Stored records
++++++++++++++++++++

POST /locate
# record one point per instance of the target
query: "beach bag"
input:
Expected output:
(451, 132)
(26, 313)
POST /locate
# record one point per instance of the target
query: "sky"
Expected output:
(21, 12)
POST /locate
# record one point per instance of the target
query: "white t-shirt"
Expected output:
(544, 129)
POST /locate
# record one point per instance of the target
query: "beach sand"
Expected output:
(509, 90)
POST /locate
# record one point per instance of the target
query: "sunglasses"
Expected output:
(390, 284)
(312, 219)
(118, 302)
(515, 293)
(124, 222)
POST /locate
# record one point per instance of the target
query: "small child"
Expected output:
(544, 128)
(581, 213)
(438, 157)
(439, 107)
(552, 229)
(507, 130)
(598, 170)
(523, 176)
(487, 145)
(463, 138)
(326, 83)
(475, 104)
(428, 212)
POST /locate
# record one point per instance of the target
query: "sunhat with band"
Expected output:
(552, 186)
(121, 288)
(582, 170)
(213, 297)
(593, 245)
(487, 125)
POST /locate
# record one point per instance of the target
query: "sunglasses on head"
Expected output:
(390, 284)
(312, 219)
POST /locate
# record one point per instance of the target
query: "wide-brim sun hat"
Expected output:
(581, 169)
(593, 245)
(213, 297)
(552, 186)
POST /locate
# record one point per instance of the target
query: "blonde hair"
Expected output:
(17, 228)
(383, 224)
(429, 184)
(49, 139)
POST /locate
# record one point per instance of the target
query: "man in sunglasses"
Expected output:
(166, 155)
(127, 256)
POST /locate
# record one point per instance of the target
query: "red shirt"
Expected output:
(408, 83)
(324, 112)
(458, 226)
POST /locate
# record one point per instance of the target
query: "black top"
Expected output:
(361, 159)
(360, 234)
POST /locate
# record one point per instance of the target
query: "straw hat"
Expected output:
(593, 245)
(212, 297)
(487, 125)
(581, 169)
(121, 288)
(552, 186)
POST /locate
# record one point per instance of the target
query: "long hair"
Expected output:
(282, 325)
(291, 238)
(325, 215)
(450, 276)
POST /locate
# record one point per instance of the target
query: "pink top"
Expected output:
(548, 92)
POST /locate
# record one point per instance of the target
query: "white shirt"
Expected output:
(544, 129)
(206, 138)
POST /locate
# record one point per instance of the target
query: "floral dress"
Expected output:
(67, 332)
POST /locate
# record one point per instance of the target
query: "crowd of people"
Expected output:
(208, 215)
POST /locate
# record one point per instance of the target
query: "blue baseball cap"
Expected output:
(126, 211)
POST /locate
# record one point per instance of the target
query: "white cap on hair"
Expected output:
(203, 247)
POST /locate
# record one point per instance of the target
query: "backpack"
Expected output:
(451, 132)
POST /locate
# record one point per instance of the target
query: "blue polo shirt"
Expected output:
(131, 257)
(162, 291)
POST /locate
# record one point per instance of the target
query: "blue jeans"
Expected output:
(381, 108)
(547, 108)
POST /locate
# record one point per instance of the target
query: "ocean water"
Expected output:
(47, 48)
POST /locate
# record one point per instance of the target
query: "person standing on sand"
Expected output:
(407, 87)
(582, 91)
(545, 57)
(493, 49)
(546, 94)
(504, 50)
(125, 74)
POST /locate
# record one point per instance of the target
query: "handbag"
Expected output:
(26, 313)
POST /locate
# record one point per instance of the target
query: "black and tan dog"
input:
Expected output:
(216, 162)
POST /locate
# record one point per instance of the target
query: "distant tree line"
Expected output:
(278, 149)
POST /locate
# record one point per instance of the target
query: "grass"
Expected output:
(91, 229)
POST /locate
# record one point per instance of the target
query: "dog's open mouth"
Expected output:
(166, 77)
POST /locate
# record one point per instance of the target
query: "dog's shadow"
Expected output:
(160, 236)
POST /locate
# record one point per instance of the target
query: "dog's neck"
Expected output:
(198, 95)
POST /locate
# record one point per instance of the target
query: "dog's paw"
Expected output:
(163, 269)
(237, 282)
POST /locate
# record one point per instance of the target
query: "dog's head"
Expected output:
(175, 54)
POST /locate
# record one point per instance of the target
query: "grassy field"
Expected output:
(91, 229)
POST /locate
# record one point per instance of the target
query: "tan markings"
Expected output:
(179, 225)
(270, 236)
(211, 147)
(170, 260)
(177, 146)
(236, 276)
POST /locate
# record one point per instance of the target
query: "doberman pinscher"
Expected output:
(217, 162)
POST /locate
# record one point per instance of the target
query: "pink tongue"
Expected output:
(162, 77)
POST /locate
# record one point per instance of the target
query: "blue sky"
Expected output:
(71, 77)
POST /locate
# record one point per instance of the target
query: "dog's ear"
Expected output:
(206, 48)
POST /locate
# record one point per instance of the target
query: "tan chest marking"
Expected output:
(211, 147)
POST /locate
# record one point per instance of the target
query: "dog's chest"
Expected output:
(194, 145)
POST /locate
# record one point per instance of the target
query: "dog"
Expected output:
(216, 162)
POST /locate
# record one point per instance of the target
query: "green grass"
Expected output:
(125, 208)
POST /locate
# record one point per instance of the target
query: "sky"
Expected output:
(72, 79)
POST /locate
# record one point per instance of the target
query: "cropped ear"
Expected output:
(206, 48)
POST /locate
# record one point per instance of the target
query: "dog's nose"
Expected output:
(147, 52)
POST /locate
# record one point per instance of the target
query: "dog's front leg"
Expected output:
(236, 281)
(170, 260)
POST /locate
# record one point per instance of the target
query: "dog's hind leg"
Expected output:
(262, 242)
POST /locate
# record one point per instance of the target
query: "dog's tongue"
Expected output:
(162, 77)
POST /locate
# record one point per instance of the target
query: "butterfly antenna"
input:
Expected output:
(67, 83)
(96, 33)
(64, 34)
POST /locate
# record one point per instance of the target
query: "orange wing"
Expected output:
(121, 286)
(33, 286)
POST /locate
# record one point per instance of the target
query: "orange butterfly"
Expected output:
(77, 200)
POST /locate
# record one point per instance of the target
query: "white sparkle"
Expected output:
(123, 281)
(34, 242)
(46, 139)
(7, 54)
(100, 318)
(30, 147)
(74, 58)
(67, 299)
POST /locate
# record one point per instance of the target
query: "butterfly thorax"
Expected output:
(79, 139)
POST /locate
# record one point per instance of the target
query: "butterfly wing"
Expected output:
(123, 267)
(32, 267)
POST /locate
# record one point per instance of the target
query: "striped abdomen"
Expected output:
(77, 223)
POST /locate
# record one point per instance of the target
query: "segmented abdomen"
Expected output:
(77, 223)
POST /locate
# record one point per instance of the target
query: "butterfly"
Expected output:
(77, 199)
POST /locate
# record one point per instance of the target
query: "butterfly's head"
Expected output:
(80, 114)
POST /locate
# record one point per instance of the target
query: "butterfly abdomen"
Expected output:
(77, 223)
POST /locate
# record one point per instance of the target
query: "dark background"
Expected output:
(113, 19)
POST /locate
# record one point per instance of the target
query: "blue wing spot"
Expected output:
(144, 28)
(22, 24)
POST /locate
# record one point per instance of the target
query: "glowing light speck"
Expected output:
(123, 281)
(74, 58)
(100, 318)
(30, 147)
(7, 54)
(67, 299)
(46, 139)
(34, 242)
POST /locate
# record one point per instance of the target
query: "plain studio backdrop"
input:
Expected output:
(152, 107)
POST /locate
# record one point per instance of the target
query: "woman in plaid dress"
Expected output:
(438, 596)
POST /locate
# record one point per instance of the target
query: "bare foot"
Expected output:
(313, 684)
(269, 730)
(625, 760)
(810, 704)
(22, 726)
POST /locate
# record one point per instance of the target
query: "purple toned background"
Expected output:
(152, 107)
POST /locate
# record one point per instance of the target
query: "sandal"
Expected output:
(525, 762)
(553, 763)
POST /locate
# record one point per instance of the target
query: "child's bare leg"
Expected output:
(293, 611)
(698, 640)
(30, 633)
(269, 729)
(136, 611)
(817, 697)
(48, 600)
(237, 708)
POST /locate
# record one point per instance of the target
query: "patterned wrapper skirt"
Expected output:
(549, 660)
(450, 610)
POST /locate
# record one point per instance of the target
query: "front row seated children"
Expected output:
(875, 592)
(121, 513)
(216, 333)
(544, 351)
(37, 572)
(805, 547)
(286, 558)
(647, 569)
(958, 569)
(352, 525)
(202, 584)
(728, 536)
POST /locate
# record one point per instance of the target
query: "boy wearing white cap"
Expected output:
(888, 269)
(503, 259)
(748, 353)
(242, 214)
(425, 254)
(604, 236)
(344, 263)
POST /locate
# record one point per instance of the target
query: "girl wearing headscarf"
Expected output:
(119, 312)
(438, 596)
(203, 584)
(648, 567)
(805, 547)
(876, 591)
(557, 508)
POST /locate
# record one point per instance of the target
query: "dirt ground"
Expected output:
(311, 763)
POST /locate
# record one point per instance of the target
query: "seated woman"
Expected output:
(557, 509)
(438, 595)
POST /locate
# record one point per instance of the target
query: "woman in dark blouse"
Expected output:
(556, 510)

++++++++++++++++++++

[YOUR INSTRUCTIONS]: Track down every line in the entries that includes the string "tongue", and copy it.

[WRITTEN SOLUTION]:
query: "pink tongue"
query: "dog's tongue"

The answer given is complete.